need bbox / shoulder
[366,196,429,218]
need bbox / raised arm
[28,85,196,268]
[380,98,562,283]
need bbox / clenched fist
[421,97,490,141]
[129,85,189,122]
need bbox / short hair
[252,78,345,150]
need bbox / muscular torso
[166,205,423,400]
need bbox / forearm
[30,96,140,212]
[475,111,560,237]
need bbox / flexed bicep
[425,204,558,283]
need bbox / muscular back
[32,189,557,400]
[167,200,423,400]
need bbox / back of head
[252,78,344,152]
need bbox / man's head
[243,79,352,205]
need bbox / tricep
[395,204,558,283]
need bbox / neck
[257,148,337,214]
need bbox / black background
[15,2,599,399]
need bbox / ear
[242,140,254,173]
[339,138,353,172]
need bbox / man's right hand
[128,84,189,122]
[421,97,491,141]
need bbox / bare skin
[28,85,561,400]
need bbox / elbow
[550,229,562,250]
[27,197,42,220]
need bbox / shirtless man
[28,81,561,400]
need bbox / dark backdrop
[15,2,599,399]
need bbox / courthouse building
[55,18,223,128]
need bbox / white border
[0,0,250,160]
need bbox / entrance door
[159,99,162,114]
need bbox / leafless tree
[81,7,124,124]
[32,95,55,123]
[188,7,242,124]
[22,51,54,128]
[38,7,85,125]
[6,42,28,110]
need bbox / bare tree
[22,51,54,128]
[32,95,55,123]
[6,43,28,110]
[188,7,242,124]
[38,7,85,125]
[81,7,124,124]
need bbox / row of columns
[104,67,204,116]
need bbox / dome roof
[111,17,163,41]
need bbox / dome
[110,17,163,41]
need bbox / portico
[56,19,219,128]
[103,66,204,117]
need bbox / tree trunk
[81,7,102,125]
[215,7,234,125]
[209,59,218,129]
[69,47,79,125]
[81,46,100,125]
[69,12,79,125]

■ ■ ■ ■ ■ ■ ■

Rewrite all of the records above, replacing "courthouse building" with "government building" and leaving every other line unchanged.

● RESULT OF THE TASK:
need bbox / shoulder
[366,196,429,218]
need bbox / raised arm
[28,85,196,268]
[380,98,562,283]
need bbox / clenched fist
[421,97,490,141]
[129,85,189,122]
need bbox / short hair
[252,78,345,150]
need bbox / muscular torso
[166,205,423,400]
need bbox / forearm
[30,96,140,212]
[475,111,560,237]
need bbox / flexed bicep
[425,204,558,283]
need bbox / muscular back
[32,189,557,400]
[167,200,423,400]
need bbox / back of head
[252,78,344,152]
need bbox / man's head
[243,79,352,205]
need bbox / tricep
[395,204,558,283]
need bbox / neck
[257,148,337,214]
need bbox / black background
[15,2,599,399]
need bbox / ear
[242,140,254,173]
[339,138,353,172]
need bbox / man's right hand
[128,84,189,122]
[421,97,491,141]
need bbox / bare skin
[28,85,561,400]
need bbox / elbow
[550,229,562,250]
[27,197,42,220]
need bbox / shirtless man
[28,81,561,400]
need bbox / dark backdrop
[15,2,599,399]
need bbox / government building
[55,18,223,128]
need bbox / white border
[0,0,250,160]
need bbox / entrance door
[159,99,162,114]
need bbox / leafless tree
[81,7,124,124]
[32,95,55,123]
[188,7,242,124]
[22,51,54,128]
[38,7,85,125]
[6,42,28,110]
need bbox / bare tree
[22,51,54,128]
[32,95,55,123]
[6,43,28,110]
[188,7,242,124]
[38,7,85,125]
[81,7,124,124]
need bbox / row of columns
[104,67,204,116]
need bbox / dome roof
[111,17,163,41]
need bbox / dome
[110,17,163,41]
need bbox / portico
[56,19,219,128]
[103,66,204,117]
need bbox / tree trunk
[81,7,102,125]
[215,7,234,125]
[209,59,218,129]
[69,47,79,125]
[81,46,100,125]
[69,12,79,125]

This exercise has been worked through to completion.